Record set Start Marker

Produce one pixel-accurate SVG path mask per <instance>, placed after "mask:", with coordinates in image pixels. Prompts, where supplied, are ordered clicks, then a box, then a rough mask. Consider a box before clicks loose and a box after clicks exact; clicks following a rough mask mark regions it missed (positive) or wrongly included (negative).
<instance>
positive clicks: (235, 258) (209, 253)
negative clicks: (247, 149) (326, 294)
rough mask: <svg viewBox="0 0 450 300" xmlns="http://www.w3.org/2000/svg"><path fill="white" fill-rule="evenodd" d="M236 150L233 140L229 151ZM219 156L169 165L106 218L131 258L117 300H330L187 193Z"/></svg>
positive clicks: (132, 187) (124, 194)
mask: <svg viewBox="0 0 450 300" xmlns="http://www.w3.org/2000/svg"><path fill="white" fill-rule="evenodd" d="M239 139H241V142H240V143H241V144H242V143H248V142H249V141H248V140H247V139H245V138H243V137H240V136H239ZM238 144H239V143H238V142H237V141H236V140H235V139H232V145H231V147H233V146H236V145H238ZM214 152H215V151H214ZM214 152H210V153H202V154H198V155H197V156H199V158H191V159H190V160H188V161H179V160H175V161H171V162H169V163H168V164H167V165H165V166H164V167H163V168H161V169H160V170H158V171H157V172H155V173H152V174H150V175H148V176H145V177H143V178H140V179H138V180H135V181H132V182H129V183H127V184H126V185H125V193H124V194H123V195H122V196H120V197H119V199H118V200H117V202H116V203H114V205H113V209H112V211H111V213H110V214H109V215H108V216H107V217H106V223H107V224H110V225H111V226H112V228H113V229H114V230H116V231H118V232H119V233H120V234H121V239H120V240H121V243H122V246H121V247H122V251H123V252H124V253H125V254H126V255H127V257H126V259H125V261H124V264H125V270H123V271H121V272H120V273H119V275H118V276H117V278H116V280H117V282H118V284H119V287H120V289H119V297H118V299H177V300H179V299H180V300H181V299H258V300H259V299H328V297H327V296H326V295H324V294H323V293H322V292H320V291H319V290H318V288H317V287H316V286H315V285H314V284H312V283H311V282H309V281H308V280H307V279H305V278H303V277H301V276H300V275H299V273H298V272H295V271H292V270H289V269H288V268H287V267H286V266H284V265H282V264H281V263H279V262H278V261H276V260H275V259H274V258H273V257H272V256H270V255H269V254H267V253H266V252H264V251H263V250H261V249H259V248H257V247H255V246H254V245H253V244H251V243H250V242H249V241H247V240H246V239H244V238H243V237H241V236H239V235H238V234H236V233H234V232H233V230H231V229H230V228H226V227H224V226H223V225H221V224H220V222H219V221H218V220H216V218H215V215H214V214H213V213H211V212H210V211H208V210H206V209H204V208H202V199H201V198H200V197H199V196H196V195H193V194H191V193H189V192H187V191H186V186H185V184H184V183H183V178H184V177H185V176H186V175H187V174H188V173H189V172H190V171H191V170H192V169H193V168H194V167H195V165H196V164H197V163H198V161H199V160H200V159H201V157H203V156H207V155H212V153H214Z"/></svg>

Record set End Marker
Record set Start Marker

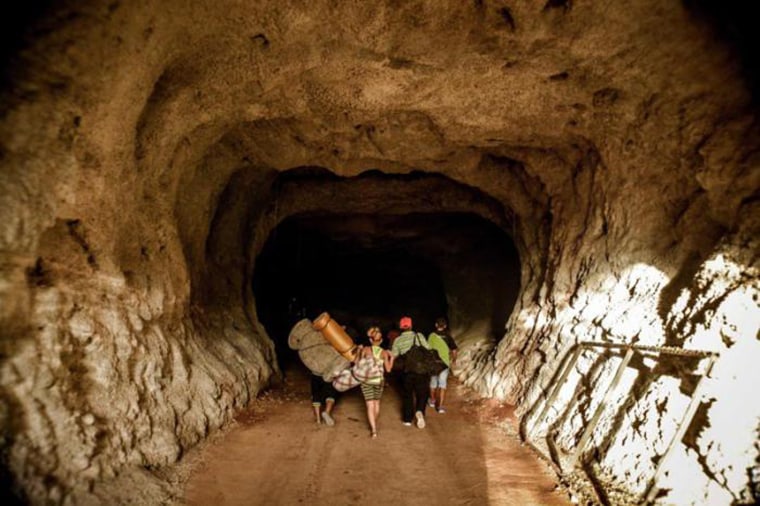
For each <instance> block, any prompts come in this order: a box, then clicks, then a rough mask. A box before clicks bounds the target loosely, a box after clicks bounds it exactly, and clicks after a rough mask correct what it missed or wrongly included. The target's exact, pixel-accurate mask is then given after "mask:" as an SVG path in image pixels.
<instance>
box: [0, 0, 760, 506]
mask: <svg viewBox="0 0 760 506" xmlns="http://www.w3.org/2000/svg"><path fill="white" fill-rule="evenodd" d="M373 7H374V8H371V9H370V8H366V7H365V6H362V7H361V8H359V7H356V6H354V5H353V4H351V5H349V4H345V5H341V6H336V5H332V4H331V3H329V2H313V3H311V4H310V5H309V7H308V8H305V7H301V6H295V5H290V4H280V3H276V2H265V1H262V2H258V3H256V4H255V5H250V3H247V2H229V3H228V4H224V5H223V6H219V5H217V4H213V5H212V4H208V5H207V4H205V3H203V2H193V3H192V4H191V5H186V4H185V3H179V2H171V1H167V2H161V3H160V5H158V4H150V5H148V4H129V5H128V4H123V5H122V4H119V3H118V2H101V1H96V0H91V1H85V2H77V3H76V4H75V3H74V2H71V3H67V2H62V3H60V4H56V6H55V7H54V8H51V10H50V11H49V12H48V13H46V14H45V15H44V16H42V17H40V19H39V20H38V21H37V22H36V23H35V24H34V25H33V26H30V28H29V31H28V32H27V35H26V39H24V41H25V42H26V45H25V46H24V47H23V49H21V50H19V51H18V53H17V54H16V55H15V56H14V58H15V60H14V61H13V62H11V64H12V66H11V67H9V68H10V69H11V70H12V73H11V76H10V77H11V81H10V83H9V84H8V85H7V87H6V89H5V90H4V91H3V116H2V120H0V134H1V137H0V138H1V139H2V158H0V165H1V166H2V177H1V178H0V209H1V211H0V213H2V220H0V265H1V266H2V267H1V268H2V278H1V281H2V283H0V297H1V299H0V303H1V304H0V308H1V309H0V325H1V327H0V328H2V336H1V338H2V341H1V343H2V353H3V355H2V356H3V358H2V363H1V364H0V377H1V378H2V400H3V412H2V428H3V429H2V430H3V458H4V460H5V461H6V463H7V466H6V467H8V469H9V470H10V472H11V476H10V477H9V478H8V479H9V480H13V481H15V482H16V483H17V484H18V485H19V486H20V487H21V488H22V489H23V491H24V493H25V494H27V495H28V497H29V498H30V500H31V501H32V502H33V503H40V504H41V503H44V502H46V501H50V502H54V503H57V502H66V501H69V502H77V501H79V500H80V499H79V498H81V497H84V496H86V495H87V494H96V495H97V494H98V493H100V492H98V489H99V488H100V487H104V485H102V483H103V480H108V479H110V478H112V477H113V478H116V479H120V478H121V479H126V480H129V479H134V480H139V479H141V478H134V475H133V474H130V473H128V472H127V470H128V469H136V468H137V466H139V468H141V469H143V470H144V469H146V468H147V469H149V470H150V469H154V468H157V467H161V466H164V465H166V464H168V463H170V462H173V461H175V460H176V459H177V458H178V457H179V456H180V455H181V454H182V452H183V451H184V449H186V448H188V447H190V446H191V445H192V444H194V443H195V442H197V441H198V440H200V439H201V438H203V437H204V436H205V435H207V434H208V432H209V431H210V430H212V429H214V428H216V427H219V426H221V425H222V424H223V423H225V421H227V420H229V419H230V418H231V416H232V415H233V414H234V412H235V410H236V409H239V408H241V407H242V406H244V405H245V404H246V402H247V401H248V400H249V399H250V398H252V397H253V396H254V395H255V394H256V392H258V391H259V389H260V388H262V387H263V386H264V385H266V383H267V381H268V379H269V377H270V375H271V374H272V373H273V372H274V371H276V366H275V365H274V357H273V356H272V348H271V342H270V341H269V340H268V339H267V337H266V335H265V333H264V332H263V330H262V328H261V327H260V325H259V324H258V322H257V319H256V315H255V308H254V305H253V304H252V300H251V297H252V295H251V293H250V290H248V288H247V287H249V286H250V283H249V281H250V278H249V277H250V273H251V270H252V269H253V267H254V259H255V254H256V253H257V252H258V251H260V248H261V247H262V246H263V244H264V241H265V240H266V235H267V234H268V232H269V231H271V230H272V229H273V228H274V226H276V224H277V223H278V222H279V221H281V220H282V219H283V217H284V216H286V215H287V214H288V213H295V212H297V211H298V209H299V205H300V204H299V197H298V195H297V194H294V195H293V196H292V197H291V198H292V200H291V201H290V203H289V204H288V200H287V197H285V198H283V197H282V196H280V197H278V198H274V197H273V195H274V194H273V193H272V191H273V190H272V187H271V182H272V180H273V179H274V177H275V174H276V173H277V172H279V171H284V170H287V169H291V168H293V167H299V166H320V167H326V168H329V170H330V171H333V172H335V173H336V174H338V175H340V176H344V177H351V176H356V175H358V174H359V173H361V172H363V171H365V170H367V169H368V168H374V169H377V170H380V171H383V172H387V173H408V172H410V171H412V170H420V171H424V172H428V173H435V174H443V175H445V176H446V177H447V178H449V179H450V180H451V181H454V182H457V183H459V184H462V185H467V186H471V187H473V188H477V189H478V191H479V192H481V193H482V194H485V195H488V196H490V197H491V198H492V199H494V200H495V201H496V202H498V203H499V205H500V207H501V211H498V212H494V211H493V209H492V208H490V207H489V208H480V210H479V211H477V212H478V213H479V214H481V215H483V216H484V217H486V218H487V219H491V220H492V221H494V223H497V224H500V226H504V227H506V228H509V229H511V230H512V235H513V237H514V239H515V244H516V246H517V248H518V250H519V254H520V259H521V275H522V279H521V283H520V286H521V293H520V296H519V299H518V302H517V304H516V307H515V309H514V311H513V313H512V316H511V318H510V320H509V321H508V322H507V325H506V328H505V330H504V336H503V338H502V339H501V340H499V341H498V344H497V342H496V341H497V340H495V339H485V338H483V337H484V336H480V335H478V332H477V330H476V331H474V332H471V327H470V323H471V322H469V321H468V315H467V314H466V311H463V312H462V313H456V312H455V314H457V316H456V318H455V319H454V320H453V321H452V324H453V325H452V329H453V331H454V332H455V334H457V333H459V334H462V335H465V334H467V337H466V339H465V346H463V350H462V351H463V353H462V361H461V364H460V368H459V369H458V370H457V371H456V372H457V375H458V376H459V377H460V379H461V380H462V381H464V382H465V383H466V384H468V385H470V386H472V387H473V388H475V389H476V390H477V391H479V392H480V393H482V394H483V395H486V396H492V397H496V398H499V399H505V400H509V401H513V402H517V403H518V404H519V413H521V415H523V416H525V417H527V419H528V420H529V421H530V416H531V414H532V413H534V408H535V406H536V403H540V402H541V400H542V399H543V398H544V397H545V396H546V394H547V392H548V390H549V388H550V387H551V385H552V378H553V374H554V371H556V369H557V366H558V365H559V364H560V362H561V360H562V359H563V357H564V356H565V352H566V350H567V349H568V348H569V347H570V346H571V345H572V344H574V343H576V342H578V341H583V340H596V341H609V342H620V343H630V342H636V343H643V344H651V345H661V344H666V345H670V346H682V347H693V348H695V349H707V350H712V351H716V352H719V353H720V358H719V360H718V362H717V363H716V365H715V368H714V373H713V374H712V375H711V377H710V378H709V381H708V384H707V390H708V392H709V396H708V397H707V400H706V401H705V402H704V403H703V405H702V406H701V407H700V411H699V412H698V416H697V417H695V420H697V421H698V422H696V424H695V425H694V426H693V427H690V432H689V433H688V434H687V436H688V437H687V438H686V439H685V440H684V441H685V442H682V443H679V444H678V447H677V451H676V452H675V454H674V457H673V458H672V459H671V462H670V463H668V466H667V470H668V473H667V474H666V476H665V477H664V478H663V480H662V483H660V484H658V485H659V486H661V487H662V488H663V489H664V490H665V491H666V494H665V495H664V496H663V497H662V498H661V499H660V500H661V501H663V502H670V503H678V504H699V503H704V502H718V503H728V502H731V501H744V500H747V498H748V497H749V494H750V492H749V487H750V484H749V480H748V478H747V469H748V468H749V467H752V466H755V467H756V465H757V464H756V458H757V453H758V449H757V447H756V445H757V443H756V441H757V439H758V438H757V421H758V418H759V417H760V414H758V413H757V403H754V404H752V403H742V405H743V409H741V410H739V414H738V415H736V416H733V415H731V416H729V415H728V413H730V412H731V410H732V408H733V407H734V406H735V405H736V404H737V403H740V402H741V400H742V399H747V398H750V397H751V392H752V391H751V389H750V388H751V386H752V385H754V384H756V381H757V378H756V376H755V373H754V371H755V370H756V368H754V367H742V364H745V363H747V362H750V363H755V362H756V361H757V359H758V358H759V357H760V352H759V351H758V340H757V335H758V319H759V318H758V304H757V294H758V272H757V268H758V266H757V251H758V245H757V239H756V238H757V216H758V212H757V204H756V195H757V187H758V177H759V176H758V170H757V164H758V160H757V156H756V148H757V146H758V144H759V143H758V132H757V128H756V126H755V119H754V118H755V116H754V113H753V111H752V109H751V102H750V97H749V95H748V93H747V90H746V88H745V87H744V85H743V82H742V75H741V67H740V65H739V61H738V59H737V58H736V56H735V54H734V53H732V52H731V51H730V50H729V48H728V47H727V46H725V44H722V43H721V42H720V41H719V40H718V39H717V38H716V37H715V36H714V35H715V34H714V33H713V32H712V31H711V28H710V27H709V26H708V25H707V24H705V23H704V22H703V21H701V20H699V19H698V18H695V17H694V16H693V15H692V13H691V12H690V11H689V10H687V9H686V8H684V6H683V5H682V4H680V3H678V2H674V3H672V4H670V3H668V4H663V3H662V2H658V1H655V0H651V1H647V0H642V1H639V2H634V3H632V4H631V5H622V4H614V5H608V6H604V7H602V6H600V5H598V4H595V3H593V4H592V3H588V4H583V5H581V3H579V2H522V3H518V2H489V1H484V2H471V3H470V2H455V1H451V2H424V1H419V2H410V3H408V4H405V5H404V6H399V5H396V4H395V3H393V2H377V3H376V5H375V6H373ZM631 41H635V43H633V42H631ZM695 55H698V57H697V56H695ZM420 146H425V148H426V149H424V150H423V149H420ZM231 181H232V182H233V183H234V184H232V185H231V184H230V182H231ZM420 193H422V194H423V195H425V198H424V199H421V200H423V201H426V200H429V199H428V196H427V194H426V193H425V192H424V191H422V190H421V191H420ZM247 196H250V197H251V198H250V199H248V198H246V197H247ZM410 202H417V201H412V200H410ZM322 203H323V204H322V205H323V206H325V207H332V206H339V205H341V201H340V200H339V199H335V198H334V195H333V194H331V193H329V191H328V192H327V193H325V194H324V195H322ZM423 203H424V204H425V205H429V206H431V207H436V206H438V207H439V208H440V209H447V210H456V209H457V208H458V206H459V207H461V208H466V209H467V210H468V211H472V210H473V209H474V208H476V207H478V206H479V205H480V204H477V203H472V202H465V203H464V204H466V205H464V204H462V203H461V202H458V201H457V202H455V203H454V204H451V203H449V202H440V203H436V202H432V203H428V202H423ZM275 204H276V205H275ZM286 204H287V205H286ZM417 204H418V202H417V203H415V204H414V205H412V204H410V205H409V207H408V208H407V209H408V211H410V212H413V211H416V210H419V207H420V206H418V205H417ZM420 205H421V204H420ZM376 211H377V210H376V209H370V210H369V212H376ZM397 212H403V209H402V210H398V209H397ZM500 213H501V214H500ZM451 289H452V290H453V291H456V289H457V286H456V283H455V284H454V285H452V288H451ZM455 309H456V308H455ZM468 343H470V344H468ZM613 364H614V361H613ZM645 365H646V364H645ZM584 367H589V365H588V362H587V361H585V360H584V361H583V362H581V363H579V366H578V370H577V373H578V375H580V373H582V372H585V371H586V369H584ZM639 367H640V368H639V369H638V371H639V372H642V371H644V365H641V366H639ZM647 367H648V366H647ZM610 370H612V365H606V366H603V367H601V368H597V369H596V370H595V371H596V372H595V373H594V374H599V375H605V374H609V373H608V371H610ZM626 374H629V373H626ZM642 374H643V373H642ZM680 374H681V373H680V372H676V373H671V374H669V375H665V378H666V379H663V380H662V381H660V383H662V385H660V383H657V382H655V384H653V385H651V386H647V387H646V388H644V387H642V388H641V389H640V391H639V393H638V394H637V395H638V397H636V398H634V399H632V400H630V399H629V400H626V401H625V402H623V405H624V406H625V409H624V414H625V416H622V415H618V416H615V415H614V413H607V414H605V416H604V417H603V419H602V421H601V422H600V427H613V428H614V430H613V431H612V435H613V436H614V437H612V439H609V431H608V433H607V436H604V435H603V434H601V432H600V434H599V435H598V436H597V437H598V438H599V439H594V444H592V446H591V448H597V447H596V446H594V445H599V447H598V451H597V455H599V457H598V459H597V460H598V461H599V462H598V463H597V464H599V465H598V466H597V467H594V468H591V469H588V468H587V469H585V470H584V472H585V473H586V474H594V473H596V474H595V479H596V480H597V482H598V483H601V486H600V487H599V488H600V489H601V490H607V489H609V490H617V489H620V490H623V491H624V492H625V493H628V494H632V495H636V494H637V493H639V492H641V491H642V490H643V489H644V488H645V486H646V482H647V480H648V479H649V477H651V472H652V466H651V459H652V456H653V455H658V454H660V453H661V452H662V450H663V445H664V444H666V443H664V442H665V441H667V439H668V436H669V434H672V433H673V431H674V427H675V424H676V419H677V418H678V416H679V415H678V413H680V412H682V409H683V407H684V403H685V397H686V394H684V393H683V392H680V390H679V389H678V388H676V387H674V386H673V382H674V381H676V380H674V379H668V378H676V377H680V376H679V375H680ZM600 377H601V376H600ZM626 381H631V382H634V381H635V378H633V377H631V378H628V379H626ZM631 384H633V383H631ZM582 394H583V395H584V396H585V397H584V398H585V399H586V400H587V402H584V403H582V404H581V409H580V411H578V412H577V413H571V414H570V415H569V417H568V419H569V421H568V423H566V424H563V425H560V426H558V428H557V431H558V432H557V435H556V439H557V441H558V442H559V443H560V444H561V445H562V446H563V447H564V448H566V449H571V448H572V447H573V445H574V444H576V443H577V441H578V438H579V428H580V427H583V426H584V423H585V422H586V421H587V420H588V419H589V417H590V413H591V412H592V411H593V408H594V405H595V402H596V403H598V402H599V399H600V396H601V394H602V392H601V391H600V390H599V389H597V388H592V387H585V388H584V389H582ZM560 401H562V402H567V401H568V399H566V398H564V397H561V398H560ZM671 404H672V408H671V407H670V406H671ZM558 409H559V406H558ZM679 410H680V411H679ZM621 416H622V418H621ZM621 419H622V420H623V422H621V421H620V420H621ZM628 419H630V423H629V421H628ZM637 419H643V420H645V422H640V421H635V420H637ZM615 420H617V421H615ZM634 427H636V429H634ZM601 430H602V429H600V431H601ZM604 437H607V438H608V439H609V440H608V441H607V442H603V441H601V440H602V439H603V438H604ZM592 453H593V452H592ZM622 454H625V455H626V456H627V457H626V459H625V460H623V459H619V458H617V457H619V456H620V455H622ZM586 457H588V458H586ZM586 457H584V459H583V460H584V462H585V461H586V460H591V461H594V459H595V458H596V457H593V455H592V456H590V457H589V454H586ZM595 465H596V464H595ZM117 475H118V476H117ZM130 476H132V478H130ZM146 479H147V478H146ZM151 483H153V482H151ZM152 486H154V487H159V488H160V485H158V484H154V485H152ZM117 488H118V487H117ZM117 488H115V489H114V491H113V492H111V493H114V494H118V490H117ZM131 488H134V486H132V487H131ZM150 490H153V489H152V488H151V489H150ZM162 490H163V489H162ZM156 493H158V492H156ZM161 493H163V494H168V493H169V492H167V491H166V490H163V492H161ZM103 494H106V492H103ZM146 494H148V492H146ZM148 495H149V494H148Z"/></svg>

Record set End Marker

[Assigned task]: Retype the lines starting at the one that contains "For each <instance>" and ending at the one that contains "box: [0, 0, 760, 506]", both included.

[Your response]:
For each <instance> block, any prompts come in this order: a box, then clicks, then a rough mask. A box before clicks bounds the target loosely, a box after clicks bounds it exactly, and clicks after a rough mask correct what it missed or wrongly included. The target's exact, pixel-accurate mask is then given after "mask:" as an SVG path in image pixels.
<instance>
box: [0, 0, 760, 506]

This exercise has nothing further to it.